**Compiti da svolgere:**
A. Ripeti, per favore, senza alcuna modifica il passo del testo sulla sicurezza sul lavoro compreso tra "Il sistema dei" e "le giuste risorse.", estremi inclusi.
B. Secondo il testo sulla sicurezza sul lavoro, che cosa consente la schematizzazione a un dirigente, dipendente o professionista della sicurezza?

Il sistema dei valori effettivamente praticati e diffusi in azienda determina le caratteristiche utilizzate per rappresentare e distinguere le due tipologie di organizzazione le quali, non necessariamente, nella realtà devono concretizzarsi in maniera polarizzata rigidamente secondo i due schemi-tipo descritti sopra, ma sono sicuramente possibili organizzazioni che combinano aspetti delle organizzazioni di Tipo A e di Tipo B.
Comunque, le caratteristiche definite per le due tipologie, nella mia esperienza, hanno rappresentato uno schema di riferimento utile per comprendere con poche informazioni e poche domande quali sono i valori veri in termini di sicurezza sul lavoro che caratterizzano una organizzazione e ragionare se per la sicurezza sul lavoro ci siano i presupposti per ricevere le giuste risorse.
La schematizzazione consente anche a un dirigente/dipendente/professionista della sicurezza di interpretare in quale contesto si trovi ad operare e dedurre perché il proprio budget in materia di sicurezza sul lavoro sia così dimensionato.
Non nascondo che l’impostazione qui presentata è stata dal sottoscritto utilizzata anche per determinare l’efficacia o meno delle procedure aziendali, la rispondenza o meno delle dichiarazioni con quanto implicitamente espresso da una organizzazione attraverso i processi operativi ed anche, in generale, considerare l’efficacia o meno delle disposizioni di legge in materia a seconda dei diversi contesti organizzativi in cui trovano applicazione.
Lo schema di riferimento tra organizzazioni di tipo A e B è utile solo per interpretare la realtà, produrre valutazioni o anche per definire possibili linee di intervento?
L’esigenza di valutare e misurare rimane. Lo schema presentato può esser utilizzato con diversi livelli di approssimazione per ragionare se l’organizzazione con cui ci si confronta è assimilabile ad una o all’altra tipologia. Misurazioni sugli elementi caratterizzanti l’una o l’altra tipologia sono assolutamente possibili es: quante volte il vertice nel corso di un anno ha organizzato riunioni sulla sicurezza sul lavoro? Oppure: quanti sono i manager che hanno nella loro scheda MBO obiettivi sulla sicurezza sul lavoro? Etc.
Se i tipi di organizzazione A e B sono tipologie di riferimento rappresentative di modalità di approccio vere, effettivamente riscontrabili nella realtà, è possibile utilizzarle anche per indirizzare i fattori determinanti la spesa in sicurezza sul lavoro e allontanarla dalla possibilità che risulti, alla fine di tutti i processi interni, scarsa e insufficiente.
A livello macro far diventare i costi in sicurezza sul lavoro più leggeri e sostenibili è possibile ed è anche possibile che, indirettamente, in questo modo possa crescere il valore della sicurezza sul lavoro alleggerendone il peso per le organizzazioni e gli individui.

**Materiale fornito:**

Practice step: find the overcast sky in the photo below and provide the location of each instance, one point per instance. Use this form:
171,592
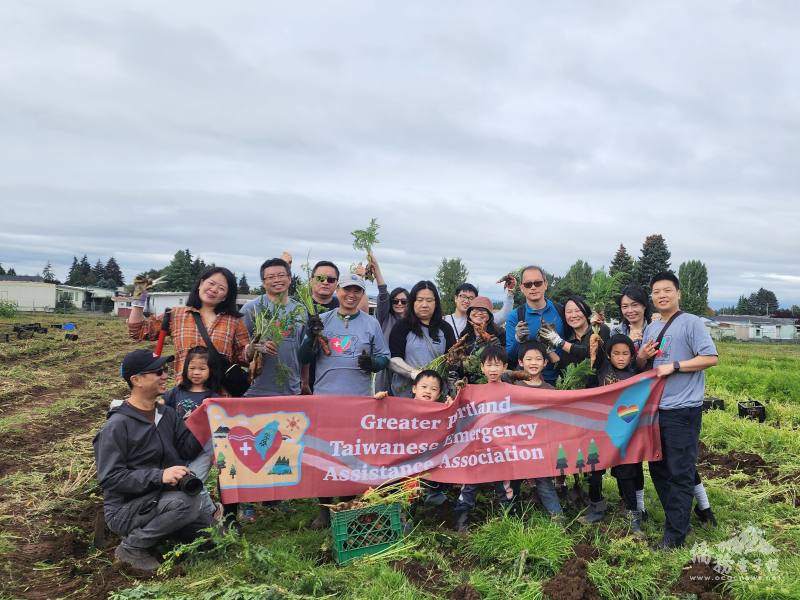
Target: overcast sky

**Soluzioni dei compiti:**
A.
Il sistema dei valori effettivamente praticati e diffusi in azienda determina le caratteristiche utilizzate per rappresentare e distinguere le due tipologie di organizzazione le quali, non necessariamente, nella realtà devono concretizzarsi in maniera polarizzata rigidamente secondo i due schemi-tipo descritti sopra, ma sono sicuramente possibili organizzazioni che combinano aspetti delle organizzazioni di Tipo A e di Tipo B.
Comunque, le caratteristiche definite per le due tipologie, nella mia esperienza, hanno rappresentato uno schema di riferimento utile per comprendere con poche informazioni e poche domande quali sono i valori veri in termini di sicurezza sul lavoro che caratterizzano una organizzazione e ragionare se per la sicurezza sul lavoro ci siano i presupposti per ricevere le giuste risorse.

B. Gli consente di interpretare in quale contesto si trovi ad operare e di dedurre perché il proprio budget in materia di sicurezza sul lavoro sia così dimensionato.